:: Set task ::
Reproduce word for word the part of the records below that opens with the line containing "of the chain" and closes with the final line of the records, including both of those lines.

:: Entries supplied ::
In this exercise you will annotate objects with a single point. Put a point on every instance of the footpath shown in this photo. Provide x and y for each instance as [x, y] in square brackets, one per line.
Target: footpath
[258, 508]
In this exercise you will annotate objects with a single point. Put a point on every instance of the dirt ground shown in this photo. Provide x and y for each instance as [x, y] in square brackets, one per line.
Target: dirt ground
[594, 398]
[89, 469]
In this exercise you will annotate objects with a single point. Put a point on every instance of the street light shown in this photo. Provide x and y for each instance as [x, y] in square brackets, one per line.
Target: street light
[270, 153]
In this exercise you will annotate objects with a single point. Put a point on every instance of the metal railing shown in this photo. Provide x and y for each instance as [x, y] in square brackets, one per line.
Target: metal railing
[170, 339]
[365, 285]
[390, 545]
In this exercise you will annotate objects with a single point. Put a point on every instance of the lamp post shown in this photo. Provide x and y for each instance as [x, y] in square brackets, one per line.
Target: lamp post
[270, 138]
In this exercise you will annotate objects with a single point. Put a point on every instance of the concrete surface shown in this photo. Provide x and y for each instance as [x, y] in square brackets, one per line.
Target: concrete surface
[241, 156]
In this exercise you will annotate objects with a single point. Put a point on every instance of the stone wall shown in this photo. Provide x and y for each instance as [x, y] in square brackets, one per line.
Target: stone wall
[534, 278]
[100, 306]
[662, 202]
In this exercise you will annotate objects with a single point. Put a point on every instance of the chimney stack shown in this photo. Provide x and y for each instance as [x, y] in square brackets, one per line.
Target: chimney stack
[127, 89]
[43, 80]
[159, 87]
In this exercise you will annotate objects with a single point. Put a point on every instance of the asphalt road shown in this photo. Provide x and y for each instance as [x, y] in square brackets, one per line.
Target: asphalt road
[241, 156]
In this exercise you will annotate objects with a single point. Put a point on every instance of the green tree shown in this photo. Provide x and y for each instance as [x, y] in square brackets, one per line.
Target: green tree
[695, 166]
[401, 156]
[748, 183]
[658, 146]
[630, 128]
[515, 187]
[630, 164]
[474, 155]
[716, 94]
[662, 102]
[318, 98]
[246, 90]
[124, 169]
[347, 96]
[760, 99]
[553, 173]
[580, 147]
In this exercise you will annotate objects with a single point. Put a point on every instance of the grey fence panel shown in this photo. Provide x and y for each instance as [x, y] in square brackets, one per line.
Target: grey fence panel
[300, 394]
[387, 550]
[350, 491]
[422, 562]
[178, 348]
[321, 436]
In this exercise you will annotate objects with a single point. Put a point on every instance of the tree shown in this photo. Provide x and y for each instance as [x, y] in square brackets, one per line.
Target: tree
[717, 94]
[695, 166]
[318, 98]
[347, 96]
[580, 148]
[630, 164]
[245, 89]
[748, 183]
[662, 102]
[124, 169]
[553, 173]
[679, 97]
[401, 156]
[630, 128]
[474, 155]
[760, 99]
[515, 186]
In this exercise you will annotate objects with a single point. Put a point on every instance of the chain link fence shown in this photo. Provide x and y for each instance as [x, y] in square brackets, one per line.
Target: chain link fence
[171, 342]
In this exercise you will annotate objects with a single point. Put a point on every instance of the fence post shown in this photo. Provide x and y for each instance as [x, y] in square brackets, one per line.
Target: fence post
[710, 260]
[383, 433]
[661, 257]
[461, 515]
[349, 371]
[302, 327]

:: Response ::
In this exercise you will annotate objects with a single point. Put a point on every instance of the chain link fence shown in this photo. Provide x and y for each instance as [x, y] in square brackets, one per line.
Target: chain link fence
[171, 342]
In this exercise you will annotate objects with a single point. Put a point on every instance of the fence post shown in this photo. Provide x and y for each instance as [x, y] in square brackets, one per line.
Target: fence post
[710, 260]
[383, 433]
[661, 257]
[461, 515]
[349, 371]
[302, 327]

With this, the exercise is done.